• **What you should do**
Tally the lines in the items below that contain the string "woman". Give only the number.

** start Provided data **

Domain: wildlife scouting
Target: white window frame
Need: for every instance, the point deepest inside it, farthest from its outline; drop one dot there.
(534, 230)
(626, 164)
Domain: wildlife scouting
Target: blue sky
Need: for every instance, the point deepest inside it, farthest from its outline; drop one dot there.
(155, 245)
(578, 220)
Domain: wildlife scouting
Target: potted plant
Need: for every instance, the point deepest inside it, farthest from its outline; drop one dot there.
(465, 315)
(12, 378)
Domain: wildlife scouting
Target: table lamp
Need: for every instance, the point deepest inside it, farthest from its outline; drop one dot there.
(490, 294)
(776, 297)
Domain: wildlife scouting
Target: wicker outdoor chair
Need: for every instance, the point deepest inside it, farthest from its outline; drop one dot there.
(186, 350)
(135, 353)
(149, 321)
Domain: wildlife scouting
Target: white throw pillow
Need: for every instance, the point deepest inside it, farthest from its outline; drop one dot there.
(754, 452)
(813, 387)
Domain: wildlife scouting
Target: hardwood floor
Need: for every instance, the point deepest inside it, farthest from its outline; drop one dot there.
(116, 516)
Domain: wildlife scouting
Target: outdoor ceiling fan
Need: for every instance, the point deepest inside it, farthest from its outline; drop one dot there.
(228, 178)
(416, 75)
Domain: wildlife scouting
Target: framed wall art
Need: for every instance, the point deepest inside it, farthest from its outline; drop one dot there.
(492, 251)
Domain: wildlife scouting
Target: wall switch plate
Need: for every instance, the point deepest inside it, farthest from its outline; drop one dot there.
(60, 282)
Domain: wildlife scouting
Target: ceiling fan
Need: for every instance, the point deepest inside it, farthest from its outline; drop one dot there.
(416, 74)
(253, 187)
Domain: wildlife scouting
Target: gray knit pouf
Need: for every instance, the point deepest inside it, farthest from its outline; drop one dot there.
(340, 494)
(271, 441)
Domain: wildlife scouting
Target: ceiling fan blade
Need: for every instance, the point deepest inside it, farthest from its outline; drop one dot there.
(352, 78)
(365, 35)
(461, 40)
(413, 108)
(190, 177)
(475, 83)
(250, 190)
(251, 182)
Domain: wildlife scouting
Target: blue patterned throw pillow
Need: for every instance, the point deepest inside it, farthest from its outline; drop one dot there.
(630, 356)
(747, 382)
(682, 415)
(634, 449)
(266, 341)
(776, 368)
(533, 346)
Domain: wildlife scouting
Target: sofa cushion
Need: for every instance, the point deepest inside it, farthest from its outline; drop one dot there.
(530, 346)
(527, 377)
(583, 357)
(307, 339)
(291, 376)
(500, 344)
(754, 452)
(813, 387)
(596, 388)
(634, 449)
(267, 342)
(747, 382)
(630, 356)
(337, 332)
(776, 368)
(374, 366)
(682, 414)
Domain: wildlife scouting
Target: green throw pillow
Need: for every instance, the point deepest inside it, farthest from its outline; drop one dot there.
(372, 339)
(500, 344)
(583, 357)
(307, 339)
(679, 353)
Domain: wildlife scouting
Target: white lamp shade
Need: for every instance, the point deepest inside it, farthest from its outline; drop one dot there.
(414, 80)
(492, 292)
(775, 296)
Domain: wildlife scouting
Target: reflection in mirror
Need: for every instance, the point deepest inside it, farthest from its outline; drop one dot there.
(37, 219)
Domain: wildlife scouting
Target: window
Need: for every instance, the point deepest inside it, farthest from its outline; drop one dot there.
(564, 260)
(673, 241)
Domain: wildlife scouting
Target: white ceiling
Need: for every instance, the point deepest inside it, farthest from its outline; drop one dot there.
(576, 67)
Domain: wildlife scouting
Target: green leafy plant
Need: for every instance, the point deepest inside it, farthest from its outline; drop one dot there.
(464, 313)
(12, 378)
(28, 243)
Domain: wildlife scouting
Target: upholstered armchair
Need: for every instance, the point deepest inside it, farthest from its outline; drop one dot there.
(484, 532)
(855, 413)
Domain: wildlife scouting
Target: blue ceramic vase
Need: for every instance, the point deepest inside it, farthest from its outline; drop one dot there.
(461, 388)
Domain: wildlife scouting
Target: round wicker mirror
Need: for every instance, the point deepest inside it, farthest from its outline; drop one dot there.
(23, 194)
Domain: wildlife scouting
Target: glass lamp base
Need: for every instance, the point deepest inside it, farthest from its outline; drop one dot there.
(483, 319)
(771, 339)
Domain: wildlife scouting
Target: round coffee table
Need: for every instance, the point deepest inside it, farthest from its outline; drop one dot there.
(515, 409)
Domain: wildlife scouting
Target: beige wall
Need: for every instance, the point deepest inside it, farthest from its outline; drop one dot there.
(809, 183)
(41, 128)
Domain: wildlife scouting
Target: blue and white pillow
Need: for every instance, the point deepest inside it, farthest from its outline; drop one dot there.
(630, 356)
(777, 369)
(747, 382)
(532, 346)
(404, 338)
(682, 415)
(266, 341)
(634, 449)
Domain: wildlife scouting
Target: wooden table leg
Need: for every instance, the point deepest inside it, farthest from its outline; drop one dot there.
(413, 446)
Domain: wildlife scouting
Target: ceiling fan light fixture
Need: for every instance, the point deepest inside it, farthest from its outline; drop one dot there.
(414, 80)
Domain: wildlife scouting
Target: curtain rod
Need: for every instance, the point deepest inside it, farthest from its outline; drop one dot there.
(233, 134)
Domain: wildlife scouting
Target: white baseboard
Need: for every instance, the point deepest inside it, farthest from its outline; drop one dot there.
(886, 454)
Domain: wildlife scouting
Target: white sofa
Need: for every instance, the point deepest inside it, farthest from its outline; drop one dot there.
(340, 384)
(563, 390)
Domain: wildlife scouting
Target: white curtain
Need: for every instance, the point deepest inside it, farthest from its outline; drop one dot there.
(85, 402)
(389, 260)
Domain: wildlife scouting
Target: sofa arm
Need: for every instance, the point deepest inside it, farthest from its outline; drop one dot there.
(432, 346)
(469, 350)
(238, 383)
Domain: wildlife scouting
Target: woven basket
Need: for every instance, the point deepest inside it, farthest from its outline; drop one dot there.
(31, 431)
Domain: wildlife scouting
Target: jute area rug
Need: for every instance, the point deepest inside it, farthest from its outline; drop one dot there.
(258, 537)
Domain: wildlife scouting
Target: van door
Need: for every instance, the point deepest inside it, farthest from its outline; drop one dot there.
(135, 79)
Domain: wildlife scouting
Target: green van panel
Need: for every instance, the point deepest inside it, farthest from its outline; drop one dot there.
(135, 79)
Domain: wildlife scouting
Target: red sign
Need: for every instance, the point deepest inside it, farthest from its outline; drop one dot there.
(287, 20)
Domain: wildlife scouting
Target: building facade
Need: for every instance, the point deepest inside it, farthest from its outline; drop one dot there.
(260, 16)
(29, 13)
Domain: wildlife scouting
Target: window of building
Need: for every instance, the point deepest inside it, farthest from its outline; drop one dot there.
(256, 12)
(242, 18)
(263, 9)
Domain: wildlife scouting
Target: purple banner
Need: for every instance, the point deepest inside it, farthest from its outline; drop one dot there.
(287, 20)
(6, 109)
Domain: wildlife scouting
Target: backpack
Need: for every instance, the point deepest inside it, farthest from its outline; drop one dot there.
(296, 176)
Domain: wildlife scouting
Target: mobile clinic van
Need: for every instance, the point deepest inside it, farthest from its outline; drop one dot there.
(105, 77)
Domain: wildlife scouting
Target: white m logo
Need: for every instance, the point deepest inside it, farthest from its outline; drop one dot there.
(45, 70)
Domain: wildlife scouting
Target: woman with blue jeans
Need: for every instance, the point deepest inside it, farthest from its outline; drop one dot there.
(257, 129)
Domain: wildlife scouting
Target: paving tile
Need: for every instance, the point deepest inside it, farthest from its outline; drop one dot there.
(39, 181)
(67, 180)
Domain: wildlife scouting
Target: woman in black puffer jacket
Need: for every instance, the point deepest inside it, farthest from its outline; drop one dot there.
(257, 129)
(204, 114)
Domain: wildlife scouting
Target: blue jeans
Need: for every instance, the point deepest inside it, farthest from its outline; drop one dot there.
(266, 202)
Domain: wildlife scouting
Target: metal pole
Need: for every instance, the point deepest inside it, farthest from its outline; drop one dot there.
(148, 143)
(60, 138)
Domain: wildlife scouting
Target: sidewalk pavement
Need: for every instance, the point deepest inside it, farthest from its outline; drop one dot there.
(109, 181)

** end Provided data **

• **The response**
2